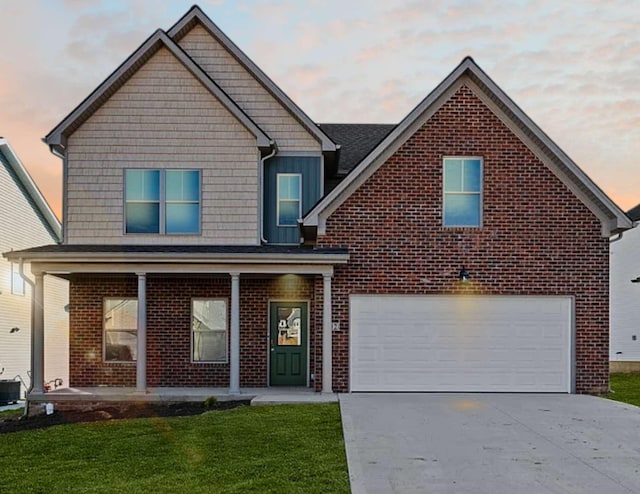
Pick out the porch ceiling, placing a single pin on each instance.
(68, 259)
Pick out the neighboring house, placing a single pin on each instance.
(215, 236)
(27, 221)
(625, 299)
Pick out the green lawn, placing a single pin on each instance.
(266, 449)
(626, 388)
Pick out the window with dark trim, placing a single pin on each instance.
(289, 208)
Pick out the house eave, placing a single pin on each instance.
(52, 222)
(612, 218)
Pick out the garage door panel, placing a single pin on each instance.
(445, 343)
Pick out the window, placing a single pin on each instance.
(289, 198)
(209, 330)
(17, 282)
(120, 329)
(162, 201)
(462, 191)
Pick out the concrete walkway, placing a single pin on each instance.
(490, 443)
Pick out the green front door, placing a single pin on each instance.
(288, 343)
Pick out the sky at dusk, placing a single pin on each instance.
(573, 67)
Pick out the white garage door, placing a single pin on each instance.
(461, 343)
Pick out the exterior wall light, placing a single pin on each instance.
(463, 275)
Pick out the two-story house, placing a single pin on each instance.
(28, 221)
(215, 236)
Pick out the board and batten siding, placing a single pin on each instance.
(162, 118)
(625, 298)
(247, 92)
(310, 167)
(23, 227)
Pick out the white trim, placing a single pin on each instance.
(278, 200)
(195, 13)
(57, 137)
(32, 189)
(226, 331)
(162, 201)
(480, 193)
(613, 219)
(288, 301)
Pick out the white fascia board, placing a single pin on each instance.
(175, 258)
(57, 138)
(582, 180)
(384, 150)
(196, 13)
(32, 189)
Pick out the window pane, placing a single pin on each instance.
(143, 218)
(182, 185)
(289, 213)
(289, 326)
(209, 326)
(471, 174)
(183, 218)
(289, 187)
(453, 175)
(142, 185)
(462, 210)
(120, 346)
(120, 329)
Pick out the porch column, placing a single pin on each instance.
(141, 360)
(327, 341)
(37, 337)
(234, 357)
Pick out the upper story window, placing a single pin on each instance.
(462, 203)
(162, 201)
(289, 208)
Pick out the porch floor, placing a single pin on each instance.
(258, 396)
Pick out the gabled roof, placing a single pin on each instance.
(356, 141)
(57, 137)
(612, 218)
(195, 15)
(35, 197)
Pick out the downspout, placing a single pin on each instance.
(33, 308)
(263, 241)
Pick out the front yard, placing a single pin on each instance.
(270, 449)
(625, 388)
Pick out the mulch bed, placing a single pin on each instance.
(138, 410)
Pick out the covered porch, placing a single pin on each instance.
(232, 266)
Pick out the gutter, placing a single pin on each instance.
(263, 241)
(33, 309)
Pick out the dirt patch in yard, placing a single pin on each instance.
(106, 412)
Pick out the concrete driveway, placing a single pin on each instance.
(490, 443)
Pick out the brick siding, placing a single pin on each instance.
(537, 238)
(168, 329)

_WHAT IS BEING ASKED_
Write out the entries above verbatim; the pictures do not belong in your copy.

_SOLUTION TO THIS PROBLEM_
Pick out the porch ceiling, placing a single pin on each instance.
(68, 259)
Pick out the neighboring house, placing a single pin on each instance.
(215, 236)
(27, 221)
(625, 299)
Pick out the green lawn, placing a single pin on each instance.
(266, 449)
(626, 388)
Pick out the window with dark trim, placing a single pin on each instance.
(289, 208)
Pick out the house eave, placing a single pin on each instance.
(52, 222)
(612, 218)
Pick out the garage door panel, placing a single pin on each instance.
(445, 343)
Pick out the window, placing a single pin on each instance.
(289, 198)
(209, 330)
(17, 282)
(120, 329)
(162, 201)
(462, 191)
Pick out the concrete walkway, placing a single pin on each instance.
(490, 443)
Pick out the green front door, placing a single pin on each instance.
(288, 343)
Pick out the sky at dusk, placing a single pin on each instance.
(573, 67)
Pick out the white garage door, placing a single pin on each instance.
(461, 343)
Pick out the exterior wall light, placing a single pin on each instance.
(463, 275)
Pick out the two-story house, placing a single pin on each instance.
(28, 221)
(215, 236)
Pick out the board and batten siding, placing a single pin on each instance.
(162, 118)
(625, 298)
(247, 92)
(310, 167)
(23, 227)
Pick out the white trim, placing a single pin on each instance.
(278, 200)
(195, 13)
(57, 137)
(32, 189)
(226, 331)
(162, 201)
(480, 193)
(613, 219)
(288, 301)
Pick out the white fascia board, placing a single pin on each instance.
(175, 258)
(57, 138)
(582, 180)
(384, 150)
(196, 13)
(32, 189)
Pick out the window pane, placing a single pin on each instance.
(143, 218)
(182, 185)
(289, 213)
(289, 326)
(209, 326)
(471, 174)
(183, 218)
(289, 187)
(453, 175)
(142, 185)
(462, 210)
(120, 346)
(120, 329)
Pick out the porch column, placing a single pin on each instance.
(141, 360)
(327, 341)
(37, 337)
(234, 357)
Pick out the upper story window, placing a single pin on each instance.
(462, 203)
(162, 201)
(289, 208)
Pick out the porch floor, placing a single pin on each instance.
(258, 396)
Pick out the gabled roof, placing a single pin on each instance.
(356, 141)
(57, 137)
(612, 218)
(195, 15)
(35, 197)
Pick out the downspout, placing a single pin on each instance.
(33, 308)
(263, 241)
Pick out the front yard, placing a single pin on each instance.
(270, 449)
(625, 388)
Pick out the mulch bed, placing a single pin on each instance.
(138, 410)
Pick out the covered porch, placing a single pin on each instance.
(232, 266)
Pick out the gutter, placing a single pin on each instance.
(263, 241)
(33, 309)
Pick out the dirt patch in yard, placing a single pin on each instance.
(106, 412)
Pick out the concrete driveway, placing a single pin on each instance.
(490, 443)
Pick out the brick siding, placing a single pin on each instance.
(537, 238)
(168, 329)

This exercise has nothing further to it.